## [WORK INSTRUCTIONS]
Filter the entries below, keeping every line that contains the string "blue", with case taken into account.

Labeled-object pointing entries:
•••••

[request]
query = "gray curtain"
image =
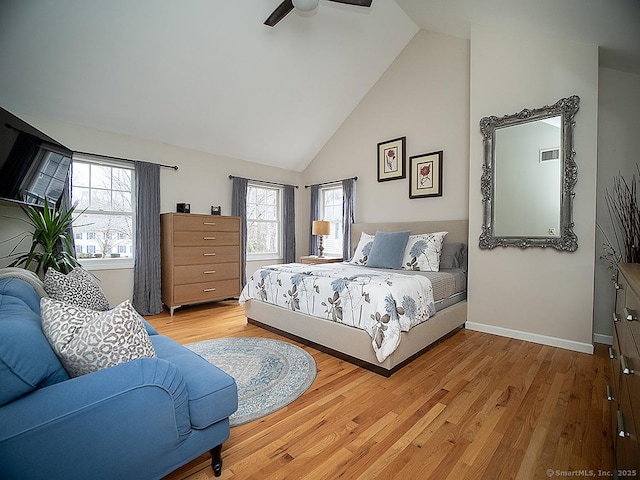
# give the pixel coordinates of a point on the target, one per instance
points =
(147, 295)
(289, 227)
(348, 215)
(239, 209)
(314, 215)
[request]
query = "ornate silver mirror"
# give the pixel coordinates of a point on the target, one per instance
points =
(528, 178)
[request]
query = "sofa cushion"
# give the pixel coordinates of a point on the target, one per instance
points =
(27, 361)
(87, 340)
(22, 289)
(78, 288)
(207, 384)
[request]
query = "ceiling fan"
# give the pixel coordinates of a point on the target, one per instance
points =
(306, 6)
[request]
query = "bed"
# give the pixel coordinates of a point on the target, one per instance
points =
(443, 315)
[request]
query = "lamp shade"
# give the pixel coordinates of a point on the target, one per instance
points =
(321, 227)
(305, 5)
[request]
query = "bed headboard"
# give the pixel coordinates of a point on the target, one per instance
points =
(458, 229)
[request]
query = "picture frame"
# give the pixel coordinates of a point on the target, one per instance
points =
(392, 159)
(425, 175)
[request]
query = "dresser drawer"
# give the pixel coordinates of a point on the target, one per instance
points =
(190, 222)
(185, 274)
(614, 393)
(627, 447)
(200, 255)
(207, 291)
(204, 238)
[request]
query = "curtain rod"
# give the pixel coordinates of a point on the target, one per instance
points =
(334, 181)
(175, 167)
(264, 181)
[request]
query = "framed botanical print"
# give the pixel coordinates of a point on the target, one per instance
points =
(392, 159)
(425, 175)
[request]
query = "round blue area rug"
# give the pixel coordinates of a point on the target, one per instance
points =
(269, 373)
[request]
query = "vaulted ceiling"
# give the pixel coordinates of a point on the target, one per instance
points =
(208, 75)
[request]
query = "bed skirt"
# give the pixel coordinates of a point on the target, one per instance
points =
(351, 344)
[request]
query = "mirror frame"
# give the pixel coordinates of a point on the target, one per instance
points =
(566, 108)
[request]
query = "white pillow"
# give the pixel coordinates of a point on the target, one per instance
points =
(362, 250)
(423, 252)
(88, 340)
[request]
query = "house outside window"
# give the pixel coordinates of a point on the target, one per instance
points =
(104, 193)
(264, 222)
(331, 210)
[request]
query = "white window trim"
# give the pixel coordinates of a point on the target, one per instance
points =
(112, 263)
(256, 257)
(329, 186)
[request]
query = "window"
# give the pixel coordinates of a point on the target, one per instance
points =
(331, 210)
(264, 222)
(103, 192)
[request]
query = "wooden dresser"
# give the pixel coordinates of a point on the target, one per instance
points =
(200, 258)
(624, 394)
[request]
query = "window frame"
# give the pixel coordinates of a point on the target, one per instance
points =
(323, 215)
(111, 263)
(278, 255)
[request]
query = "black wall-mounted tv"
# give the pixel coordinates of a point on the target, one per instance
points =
(33, 166)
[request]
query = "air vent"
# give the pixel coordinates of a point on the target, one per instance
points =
(549, 154)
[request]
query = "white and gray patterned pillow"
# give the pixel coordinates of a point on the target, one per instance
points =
(78, 288)
(423, 252)
(361, 255)
(87, 340)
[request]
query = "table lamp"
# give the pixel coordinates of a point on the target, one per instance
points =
(321, 227)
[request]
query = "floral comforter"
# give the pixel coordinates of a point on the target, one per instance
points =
(382, 302)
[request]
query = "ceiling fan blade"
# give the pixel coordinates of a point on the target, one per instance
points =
(279, 13)
(359, 3)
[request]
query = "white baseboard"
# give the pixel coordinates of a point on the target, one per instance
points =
(531, 337)
(605, 339)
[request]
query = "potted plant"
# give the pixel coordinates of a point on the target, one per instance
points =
(51, 243)
(624, 210)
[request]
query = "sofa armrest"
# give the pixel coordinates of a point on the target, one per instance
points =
(113, 391)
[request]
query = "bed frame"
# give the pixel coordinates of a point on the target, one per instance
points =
(352, 344)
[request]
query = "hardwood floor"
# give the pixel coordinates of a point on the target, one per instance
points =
(475, 406)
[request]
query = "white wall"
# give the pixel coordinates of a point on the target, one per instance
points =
(423, 95)
(202, 179)
(541, 295)
(618, 147)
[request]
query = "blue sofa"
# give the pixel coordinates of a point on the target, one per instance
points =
(137, 420)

•••••

## [CORRECT RESPONSE]
query = "round blue area rug"
query = "blue sofa"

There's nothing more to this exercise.